* _Data shown_

# # # #

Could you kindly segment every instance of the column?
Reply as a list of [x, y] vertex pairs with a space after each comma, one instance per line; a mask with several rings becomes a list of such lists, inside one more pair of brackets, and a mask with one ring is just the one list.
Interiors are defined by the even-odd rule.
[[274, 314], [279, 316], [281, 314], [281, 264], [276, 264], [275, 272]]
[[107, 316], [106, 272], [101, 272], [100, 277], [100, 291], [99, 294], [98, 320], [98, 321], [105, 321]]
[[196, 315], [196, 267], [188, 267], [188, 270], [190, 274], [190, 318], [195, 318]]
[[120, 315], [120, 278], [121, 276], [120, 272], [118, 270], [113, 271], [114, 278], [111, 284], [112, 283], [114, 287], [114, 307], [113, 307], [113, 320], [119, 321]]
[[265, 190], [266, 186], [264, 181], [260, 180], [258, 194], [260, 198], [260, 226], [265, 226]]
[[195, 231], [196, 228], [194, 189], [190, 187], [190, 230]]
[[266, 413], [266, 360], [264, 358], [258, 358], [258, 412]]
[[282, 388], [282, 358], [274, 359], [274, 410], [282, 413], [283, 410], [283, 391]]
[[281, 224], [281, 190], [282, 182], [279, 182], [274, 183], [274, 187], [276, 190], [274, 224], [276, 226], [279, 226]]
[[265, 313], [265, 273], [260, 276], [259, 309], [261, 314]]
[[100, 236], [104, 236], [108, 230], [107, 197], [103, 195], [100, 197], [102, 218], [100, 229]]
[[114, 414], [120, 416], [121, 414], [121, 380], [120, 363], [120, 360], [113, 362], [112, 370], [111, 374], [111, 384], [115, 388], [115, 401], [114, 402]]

# # # #

* _Aim of the task_
Could you recast the lines above as a JSON list of strings, one string per line, with any blank lines omitted?

* _Written response_
[
  "Could you kindly segment every instance of the column?",
  "Reply as a list of [x, y] vertex pairs with a space after each comma, one instance per line; a mask with several rings becomes a list of such lists, inside one more pair of brackets, and a mask with one ring is just the one list.",
  "Interiors are defined by the even-odd rule.",
  "[[274, 314], [279, 316], [281, 314], [281, 264], [276, 264], [275, 272]]",
  "[[107, 316], [106, 272], [101, 272], [100, 277], [100, 291], [99, 294], [98, 320], [98, 321], [105, 321]]",
  "[[196, 315], [196, 267], [188, 267], [188, 270], [190, 274], [190, 318], [195, 318]]",
  "[[120, 315], [120, 278], [121, 276], [120, 272], [118, 270], [113, 271], [114, 278], [111, 284], [112, 283], [114, 287], [114, 307], [113, 307], [113, 320], [119, 321]]",
  "[[265, 190], [266, 186], [264, 181], [260, 180], [258, 194], [260, 198], [260, 226], [265, 226]]",
  "[[195, 231], [196, 228], [194, 189], [190, 187], [190, 230]]",
  "[[266, 413], [266, 360], [264, 358], [258, 358], [258, 412]]",
  "[[282, 388], [282, 358], [274, 359], [274, 410], [282, 413], [283, 410], [283, 391]]",
  "[[281, 224], [281, 190], [282, 182], [279, 182], [274, 183], [274, 187], [276, 190], [274, 224], [276, 226], [279, 226]]",
  "[[265, 313], [265, 273], [260, 276], [259, 309], [261, 314]]",
  "[[100, 236], [104, 236], [108, 230], [107, 197], [103, 195], [100, 197], [102, 218], [100, 229]]",
  "[[114, 414], [120, 416], [121, 414], [121, 380], [120, 363], [120, 360], [113, 362], [112, 370], [111, 374], [111, 384], [115, 388], [115, 401], [114, 402]]"
]